→ WHAT YOU WILL DO
Copy task for the material below: print the line with "[locate] camouflage trousers" and every line after it to the end, exactly as written, without the pictures.
Start of Block
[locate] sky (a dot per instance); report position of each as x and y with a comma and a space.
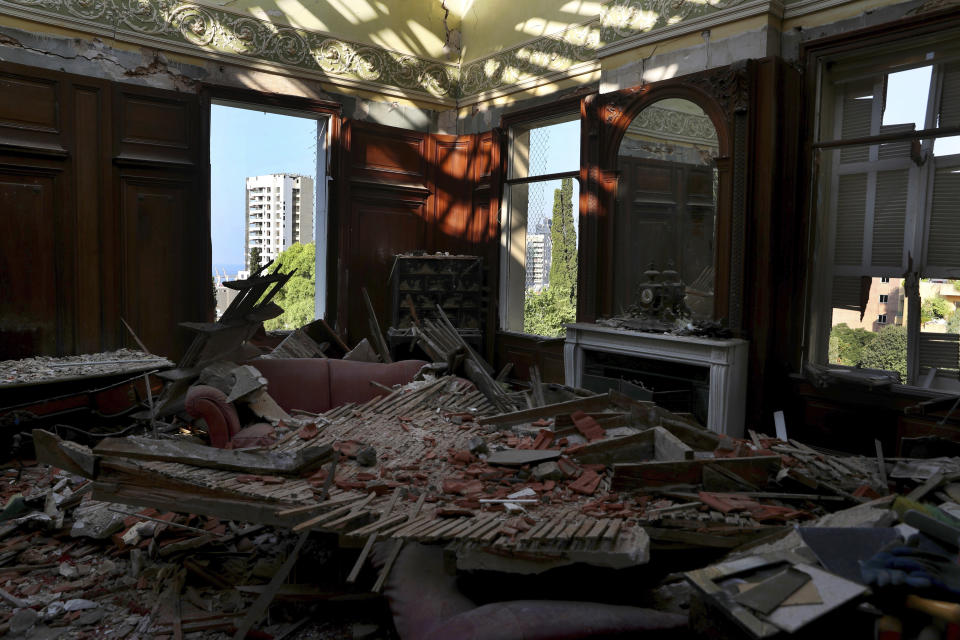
247, 143
244, 143
553, 149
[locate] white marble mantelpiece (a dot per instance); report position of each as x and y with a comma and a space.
726, 359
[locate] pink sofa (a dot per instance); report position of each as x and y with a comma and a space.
309, 384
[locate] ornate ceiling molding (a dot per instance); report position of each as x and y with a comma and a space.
207, 31
201, 30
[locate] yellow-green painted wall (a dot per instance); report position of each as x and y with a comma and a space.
490, 26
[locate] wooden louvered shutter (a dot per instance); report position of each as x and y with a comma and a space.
950, 96
943, 239
851, 199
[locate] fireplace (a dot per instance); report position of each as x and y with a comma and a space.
705, 377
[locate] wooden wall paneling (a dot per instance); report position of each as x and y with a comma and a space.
37, 272
37, 226
773, 287
89, 108
385, 188
31, 110
163, 226
154, 126
387, 223
388, 154
165, 280
452, 215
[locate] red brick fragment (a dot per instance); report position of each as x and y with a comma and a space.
568, 468
463, 457
544, 439
309, 431
349, 448
866, 491
587, 426
586, 484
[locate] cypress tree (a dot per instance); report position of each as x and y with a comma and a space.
563, 237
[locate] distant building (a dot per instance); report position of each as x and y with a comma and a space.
539, 254
279, 213
885, 305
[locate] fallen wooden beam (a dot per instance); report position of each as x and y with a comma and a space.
63, 454
255, 462
593, 403
756, 470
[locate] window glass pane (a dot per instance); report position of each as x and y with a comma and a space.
541, 149
544, 223
946, 146
939, 327
907, 93
878, 340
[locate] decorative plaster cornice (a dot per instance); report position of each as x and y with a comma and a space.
201, 30
211, 32
729, 12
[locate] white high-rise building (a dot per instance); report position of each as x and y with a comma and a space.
279, 213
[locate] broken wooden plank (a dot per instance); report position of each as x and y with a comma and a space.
362, 558
397, 546
519, 457
755, 470
259, 607
63, 454
378, 340
254, 462
592, 403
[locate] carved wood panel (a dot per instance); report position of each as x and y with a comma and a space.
36, 270
156, 126
723, 94
162, 275
69, 270
30, 111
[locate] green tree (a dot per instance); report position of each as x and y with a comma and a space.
850, 344
935, 309
545, 313
296, 297
953, 324
888, 350
253, 260
563, 239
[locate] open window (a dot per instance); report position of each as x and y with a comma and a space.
539, 227
268, 202
887, 239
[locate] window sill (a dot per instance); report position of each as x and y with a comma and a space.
905, 390
530, 336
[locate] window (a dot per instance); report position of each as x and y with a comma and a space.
538, 290
888, 197
246, 190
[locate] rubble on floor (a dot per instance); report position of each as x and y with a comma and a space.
272, 532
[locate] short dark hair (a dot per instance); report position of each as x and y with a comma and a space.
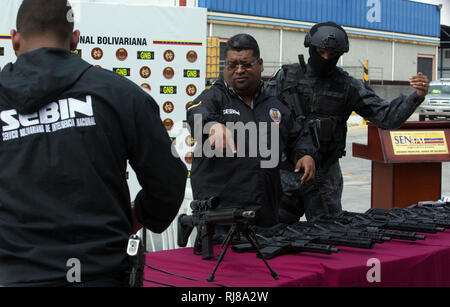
52, 17
241, 42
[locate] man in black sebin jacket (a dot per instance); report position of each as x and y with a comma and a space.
238, 177
68, 129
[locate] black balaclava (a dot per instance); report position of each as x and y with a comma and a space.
320, 66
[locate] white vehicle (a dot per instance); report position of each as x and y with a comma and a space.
437, 101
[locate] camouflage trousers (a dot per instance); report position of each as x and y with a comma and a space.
321, 196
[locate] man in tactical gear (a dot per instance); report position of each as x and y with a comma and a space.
322, 97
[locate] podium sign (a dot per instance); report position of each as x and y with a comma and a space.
406, 162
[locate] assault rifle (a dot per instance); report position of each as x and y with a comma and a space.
424, 215
305, 232
330, 223
366, 224
319, 234
275, 246
205, 216
403, 219
387, 220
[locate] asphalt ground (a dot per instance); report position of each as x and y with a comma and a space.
357, 173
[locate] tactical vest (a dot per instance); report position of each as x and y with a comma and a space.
320, 104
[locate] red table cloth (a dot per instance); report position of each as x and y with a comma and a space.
401, 263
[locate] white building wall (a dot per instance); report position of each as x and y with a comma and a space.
380, 53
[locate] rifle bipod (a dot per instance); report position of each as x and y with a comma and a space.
249, 234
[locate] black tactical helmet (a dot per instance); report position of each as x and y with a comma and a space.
328, 35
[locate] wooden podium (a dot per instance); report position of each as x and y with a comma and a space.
406, 163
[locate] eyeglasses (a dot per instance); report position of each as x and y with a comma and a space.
233, 65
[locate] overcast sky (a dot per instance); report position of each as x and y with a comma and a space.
445, 11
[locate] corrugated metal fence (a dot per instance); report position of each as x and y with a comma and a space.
400, 16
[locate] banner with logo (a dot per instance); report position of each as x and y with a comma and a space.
161, 49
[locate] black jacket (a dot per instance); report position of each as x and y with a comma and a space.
68, 129
242, 181
333, 98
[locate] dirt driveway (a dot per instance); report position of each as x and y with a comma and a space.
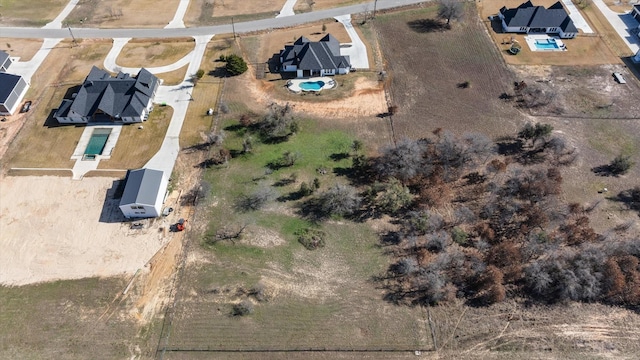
End of Block
→ TASK SOLUTION
[locate] camouflage trousers (a dot per instance); report position of each as x and y with a comma and a space.
321, 196
[locate] man in tactical gear (a dot per instance); report position of each as x and y with a comma and a space.
322, 97
[locate] podium sign (a dot per instance); report position of each as x and y with a comma and a space.
406, 162
[locate] assault rifle (a dot per instance); report position of each as x and y with a comma and a space.
424, 215
305, 232
330, 223
366, 224
319, 234
275, 246
205, 216
403, 219
387, 220
[locate] asphalt ground (a dot per instance); report position of each as x and y with a comma and a space.
357, 173
[locate] tactical vest (a dot per instance); report position of each as x and y with a comma and a space.
320, 104
[locate] red table cloth (a dot per instance); report position of each as x and y with a comma and a space.
401, 263
[locate] white building wall (a dot per instance); report position of each as x and y with a comma and a space.
380, 53
[locate] rifle bipod (a dot per instance); report position of each as x and y with a comma and a space.
249, 234
[locate] black tactical helmet (a dot per instance); report position of each as x and y with a comma and a space.
328, 35
[locate] wooden podium (a dot per instance); report position of each as x and y with a comma and a space.
406, 163
[locate] eyeglasses (a dot per instance); report position of each as x and y with a comma and a space.
233, 65
[locate] overcast sky (a dot per instance); report position of each as x and y with a comma and a space.
445, 11
[locate] corrugated metal fence (a dot per instance); report position of each as x and y with a comma and a space.
400, 16
[locate] banner with logo (a dot per instance); report position of each as x and y with a comma and a space.
161, 49
[locate] black jacket (a dot per instance); report position of each as x and y with a comma and a space.
68, 129
242, 181
333, 98
[locate] dirt driveway (a dot per instance); report position of each as x and y with a comma and a space.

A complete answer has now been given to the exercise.